What the exercise asks:
Each record must be retyped in full. No character may differ.

Exercise input:
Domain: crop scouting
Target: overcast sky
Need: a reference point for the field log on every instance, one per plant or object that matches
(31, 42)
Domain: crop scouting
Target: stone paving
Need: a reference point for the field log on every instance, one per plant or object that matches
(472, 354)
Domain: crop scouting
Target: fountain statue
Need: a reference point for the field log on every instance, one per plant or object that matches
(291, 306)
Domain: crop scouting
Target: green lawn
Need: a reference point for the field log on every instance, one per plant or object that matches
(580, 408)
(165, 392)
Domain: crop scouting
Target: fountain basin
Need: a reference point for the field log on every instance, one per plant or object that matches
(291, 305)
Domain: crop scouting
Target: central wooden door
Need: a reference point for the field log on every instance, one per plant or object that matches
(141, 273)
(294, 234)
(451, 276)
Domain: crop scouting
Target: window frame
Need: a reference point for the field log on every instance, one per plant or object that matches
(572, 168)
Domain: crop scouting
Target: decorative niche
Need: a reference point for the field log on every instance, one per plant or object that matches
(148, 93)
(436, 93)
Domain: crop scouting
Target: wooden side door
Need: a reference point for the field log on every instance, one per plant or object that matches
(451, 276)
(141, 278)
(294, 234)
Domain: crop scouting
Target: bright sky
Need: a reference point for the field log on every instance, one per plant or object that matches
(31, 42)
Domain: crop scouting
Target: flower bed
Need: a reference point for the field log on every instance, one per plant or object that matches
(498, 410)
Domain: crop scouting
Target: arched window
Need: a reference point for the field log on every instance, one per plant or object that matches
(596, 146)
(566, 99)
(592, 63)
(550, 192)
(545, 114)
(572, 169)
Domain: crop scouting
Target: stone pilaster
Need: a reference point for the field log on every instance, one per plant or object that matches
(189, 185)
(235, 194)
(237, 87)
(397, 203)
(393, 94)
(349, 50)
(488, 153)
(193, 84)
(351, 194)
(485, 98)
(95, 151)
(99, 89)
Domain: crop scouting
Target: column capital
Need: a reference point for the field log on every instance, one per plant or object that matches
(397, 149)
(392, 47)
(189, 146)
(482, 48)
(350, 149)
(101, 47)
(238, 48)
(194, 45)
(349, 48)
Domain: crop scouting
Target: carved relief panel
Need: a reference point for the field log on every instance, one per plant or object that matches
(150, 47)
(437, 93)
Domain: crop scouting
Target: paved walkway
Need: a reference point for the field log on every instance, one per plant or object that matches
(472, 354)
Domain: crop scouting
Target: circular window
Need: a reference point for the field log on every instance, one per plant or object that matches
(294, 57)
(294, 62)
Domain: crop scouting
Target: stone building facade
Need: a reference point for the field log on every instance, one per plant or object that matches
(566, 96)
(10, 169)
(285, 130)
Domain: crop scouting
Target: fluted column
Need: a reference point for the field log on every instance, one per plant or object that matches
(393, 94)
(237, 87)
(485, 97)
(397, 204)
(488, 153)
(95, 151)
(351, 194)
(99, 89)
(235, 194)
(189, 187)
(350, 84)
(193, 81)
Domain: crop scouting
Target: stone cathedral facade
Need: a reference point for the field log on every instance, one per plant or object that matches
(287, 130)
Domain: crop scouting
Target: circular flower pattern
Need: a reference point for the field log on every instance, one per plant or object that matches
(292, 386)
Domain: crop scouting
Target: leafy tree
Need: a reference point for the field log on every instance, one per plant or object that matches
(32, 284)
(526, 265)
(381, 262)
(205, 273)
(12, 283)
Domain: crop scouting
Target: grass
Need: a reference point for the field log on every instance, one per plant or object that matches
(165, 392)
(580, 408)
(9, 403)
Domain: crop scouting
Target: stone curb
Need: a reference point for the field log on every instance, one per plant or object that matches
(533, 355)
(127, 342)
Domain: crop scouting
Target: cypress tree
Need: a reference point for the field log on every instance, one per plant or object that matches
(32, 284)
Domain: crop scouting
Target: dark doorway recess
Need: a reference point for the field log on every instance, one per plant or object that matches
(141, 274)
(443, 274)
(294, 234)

Response:
Domain: crop scouting
Target: overcast sky
Need: a reference point for the field log on every instance, one per plant or object that matches
(31, 42)
Domain: crop scouting
Target: stone paving
Need: a reference point for the field log on every instance, one per plant or object that matches
(472, 354)
Domain: crop scouting
Target: fountain statue
Need: a reference point for the field log on every instance, one per plant or object that matches
(291, 306)
Domain: crop scouting
Target: green lawn
Need: a reference point for the field log on every instance, one per plant or object that matches
(580, 408)
(165, 392)
Domain: crop scouting
Target: fountain basin
Need: a reference point for the field log on every instance, one per plant or object that matches
(291, 305)
Domain: crop scouting
Target: central wooden door
Need: a reference point for the field log on every instance, one per plant or object that matches
(141, 273)
(294, 234)
(451, 276)
Domain: crop scouting
Target: window frame
Need: a reference point for the field log on every instance, one per plant or object that matches
(572, 168)
Domain: crop scouting
Target: decorative niche
Need: a reference point for the field log on every instance, one per plant or object that matches
(148, 93)
(436, 93)
Domain: crop scouting
Target: wooden side door
Need: a reference point for the field log on every instance, one per plant or object that matches
(451, 276)
(141, 278)
(294, 234)
Domain: crop scouting
Target: bright sky
Need: a reference point for the field log on every instance, one per plant or object that matches
(31, 42)
Domain: crop scouting
Target: flower bed
Need: a reference point for the field log on every instance, one per plant or object that matches
(498, 410)
Domain: crop scouting
Target: arched window
Need: a reference point for the field log on every instance, one per plant or object that matches
(596, 146)
(566, 99)
(592, 63)
(550, 192)
(545, 114)
(572, 169)
Domain: crop scouting
Target: stone pilaster
Need: a reference point for the field log on every instance, one per plant or object that matches
(189, 185)
(235, 194)
(237, 87)
(397, 203)
(393, 94)
(349, 50)
(488, 153)
(193, 84)
(351, 194)
(485, 98)
(95, 151)
(99, 89)
Domain: crop scouting
Target: column capital
Need: a reference point for the field log on every instance, one per plant or object that matches
(397, 149)
(392, 47)
(189, 146)
(482, 48)
(350, 149)
(101, 47)
(238, 48)
(194, 45)
(349, 48)
Domain: crop scouting
Target: carved relief panel
Need: a reference point for the field log on every instance, one per plant or object that matches
(150, 47)
(437, 93)
Domain: crop scouting
Target: paved walkway
Need: a reference point for the field log on every instance, one per plant or object that matches
(472, 354)
Domain: crop scouting
Target: circular window
Need: a reference point for the field log on every instance, one per plant or object that matches
(294, 57)
(294, 62)
Domain: crop scouting
Target: stone building facade
Need: a reference point for the field log on every instance, one per plant or object that matches
(566, 96)
(10, 169)
(285, 130)
Domain: crop scouting
Target: fluted column
Need: a reference point for the field log on every instance, one per plant or object that matches
(393, 94)
(237, 87)
(485, 97)
(397, 204)
(488, 153)
(95, 151)
(351, 194)
(99, 89)
(235, 194)
(189, 187)
(350, 84)
(193, 81)
Domain: crop scouting
Target: stone cathedral facade
Need: a reference point for the field log on every instance, one per plant or object that matches
(287, 130)
Domain: crop scouting
Target: circular flower pattern
Need: a reference point for the field log on every instance, one per plant or object that matches
(292, 386)
Domain: crop scouting
Target: leafy tree
Need: a reference point for the field log on every instance, one per plant or object that matches
(32, 284)
(526, 265)
(381, 262)
(205, 273)
(12, 283)
Domain: crop scouting
Target: grass
Need: a reference point for the field log on every instance, one per plant or object that matches
(165, 392)
(580, 408)
(9, 403)
Domain: crop scouting
Target: stone curb
Need: a reference point for the field log on every instance, one per plant or object that matches
(533, 355)
(127, 342)
Domain: crop scouting
Target: cypress tree
Need: a reference point for the field log on every instance, one per plant or object that matches
(32, 284)
Domain: crop scouting
Target: dark doorway recess
Need: a reference point for the field log on every instance, one per plant or object that matches
(141, 274)
(443, 274)
(294, 234)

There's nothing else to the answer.